Extrait du texte:
──────────

13.03.2014 -

Une redevance presque universelle?

Ce mercredi 12 mars, le National empoignait la loi sur la ­radio et la télévision LRTV.

Au premier regard, ce mercredi 12 mars a pu paraître comme une Berezina politique pour la conseillère nationale Natalie Rickli. Le National empoignait la loi sur la ­radio et la télévision, la LRTV, le principal champ de bataille de la jeune UDC zurichoise. Par ailleurs employée du groupe de média privé Goldbach, la politicienne ferraille depuis des années contre la SSR.

Non pour faire disparaître le géant public: la députée assure ne pas vouloir la disparition de la redevance, mais sa réduction, à 360 francs. Elle réclame un débat sur les missions du service public et les liens entre SSR et diffuseurs privés. Cohérente sur ce point, elle ­demande la levée des limites – par exemple en termes de nombre de concessions – pour les médias privés, tout en déplorant le fait que les radios et TV locales soient devenues «dépendantes de l’Etat» s’agissant de la redevance – elles en touchent 4%, et en demandent davantage.

Ce qui n’est pas le sujet du moment, rétorque Doris Leuthard. Les Chambres abordent cette ré­vision de la LRTV pour un motif dominant, demandé par les parlementaires: l’instauration de la redevance universelle, payée par tous les ménages et bon nombre d’entreprises.

──────────

Enregistrements fournis:
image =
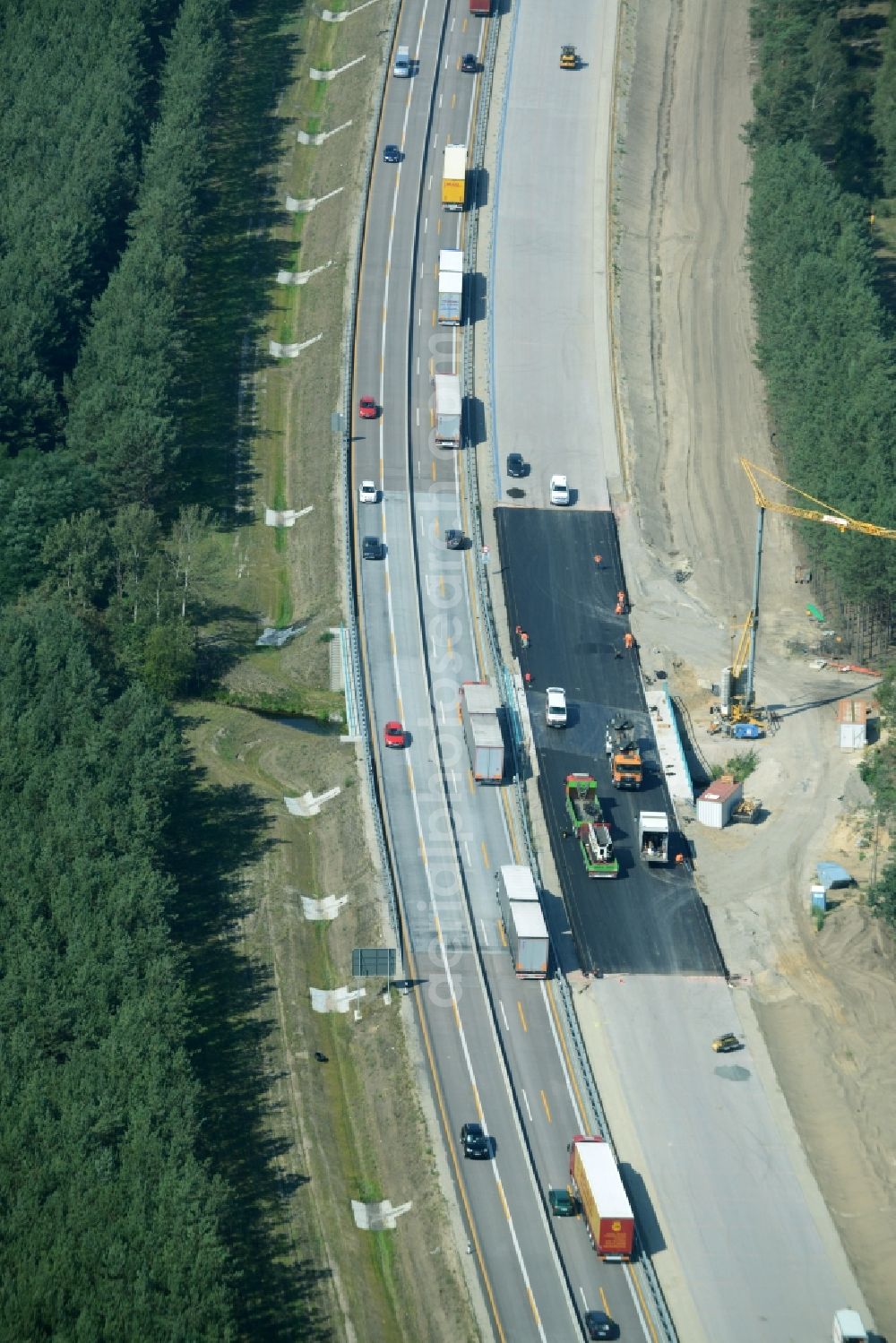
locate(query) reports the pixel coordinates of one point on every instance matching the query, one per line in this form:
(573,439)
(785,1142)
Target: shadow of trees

──────────

Défis:
1. Dans l'extrait sur la redevance, recopiez tout ce qui va de « Une redevance presque » jusqu'à « contre la SSR. », en substituant « débâcle » à « Berezina ».
2. D'après l'extrait, à quel montant la conseillère nationale Natalie Rickli souhaite-t-elle voir réduite la redevance ?

Solutions détaillées:
1.
Une redevance presque universelle?

Ce mercredi 12 mars, le National empoignait la loi sur la ­radio et la télévision LRTV.

Au premier regard, ce mercredi 12 mars a pu paraître comme une débâcle politique pour la conseillère nationale Natalie Rickli. Le National empoignait la loi sur la ­radio et la télévision, la LRTV, le principal champ de bataille de la jeune UDC zurichoise. Par ailleurs employée du groupe de média privé Goldbach, la politicienne ferraille depuis des années contre la SSR.

2. À 360 francs.